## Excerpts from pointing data
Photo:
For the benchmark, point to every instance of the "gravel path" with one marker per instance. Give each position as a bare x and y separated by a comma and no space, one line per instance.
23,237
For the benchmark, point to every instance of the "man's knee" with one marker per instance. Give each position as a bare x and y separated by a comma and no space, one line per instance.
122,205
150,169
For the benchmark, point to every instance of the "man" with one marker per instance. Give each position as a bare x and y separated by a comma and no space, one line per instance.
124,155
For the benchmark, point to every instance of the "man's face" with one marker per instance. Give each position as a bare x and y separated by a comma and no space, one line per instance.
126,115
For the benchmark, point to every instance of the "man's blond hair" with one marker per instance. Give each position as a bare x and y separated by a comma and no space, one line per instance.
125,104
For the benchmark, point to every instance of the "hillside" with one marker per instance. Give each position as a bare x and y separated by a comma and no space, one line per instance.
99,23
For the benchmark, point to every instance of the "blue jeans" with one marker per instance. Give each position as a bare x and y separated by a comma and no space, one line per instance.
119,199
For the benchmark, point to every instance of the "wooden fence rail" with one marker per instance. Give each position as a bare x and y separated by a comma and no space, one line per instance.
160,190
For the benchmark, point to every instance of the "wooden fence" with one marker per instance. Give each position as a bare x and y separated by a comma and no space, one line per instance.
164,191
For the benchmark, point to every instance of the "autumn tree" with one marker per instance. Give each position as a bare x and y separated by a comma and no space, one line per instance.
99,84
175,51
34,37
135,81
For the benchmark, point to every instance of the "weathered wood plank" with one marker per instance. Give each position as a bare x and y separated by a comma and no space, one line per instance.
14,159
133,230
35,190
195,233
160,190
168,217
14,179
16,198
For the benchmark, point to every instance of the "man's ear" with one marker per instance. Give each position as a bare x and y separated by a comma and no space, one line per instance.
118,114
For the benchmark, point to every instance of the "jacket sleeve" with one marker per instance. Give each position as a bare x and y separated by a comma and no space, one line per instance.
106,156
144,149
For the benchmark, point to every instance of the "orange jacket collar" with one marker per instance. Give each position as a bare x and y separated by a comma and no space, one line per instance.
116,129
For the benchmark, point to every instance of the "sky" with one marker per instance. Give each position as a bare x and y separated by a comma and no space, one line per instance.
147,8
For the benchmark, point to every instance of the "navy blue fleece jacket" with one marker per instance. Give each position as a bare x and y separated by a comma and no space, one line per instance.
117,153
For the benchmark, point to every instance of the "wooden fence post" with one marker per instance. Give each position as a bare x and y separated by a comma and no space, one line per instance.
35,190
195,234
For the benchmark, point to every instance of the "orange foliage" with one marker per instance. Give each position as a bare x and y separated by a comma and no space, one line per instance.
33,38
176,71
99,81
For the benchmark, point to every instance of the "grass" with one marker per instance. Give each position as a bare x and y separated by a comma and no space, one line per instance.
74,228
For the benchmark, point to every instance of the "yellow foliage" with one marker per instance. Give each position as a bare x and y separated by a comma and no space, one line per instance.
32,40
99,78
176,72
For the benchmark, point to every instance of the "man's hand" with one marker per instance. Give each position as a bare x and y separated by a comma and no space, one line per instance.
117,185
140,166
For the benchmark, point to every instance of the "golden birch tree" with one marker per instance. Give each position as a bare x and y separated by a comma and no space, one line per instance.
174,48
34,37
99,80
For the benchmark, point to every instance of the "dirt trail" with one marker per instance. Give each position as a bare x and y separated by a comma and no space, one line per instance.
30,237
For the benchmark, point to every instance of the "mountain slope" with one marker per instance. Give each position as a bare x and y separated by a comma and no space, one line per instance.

## WHAT IS EXPECTED
Locate every line in the records above that contains the word "blue" and copy each of those lines. Case counts.

## ANSWER TO THE PROBLEM
For the benchmark, point to every instance of the "blue jeans" with one marker per instance. Give each position as a bare x and y separated by a comma and no space, one line per instance.
For the benchmark, point to every instance of the "navy blue fleece jacket" with one marker per instance. Give each position as a bare x and y separated by a comma and no space, one line per instance.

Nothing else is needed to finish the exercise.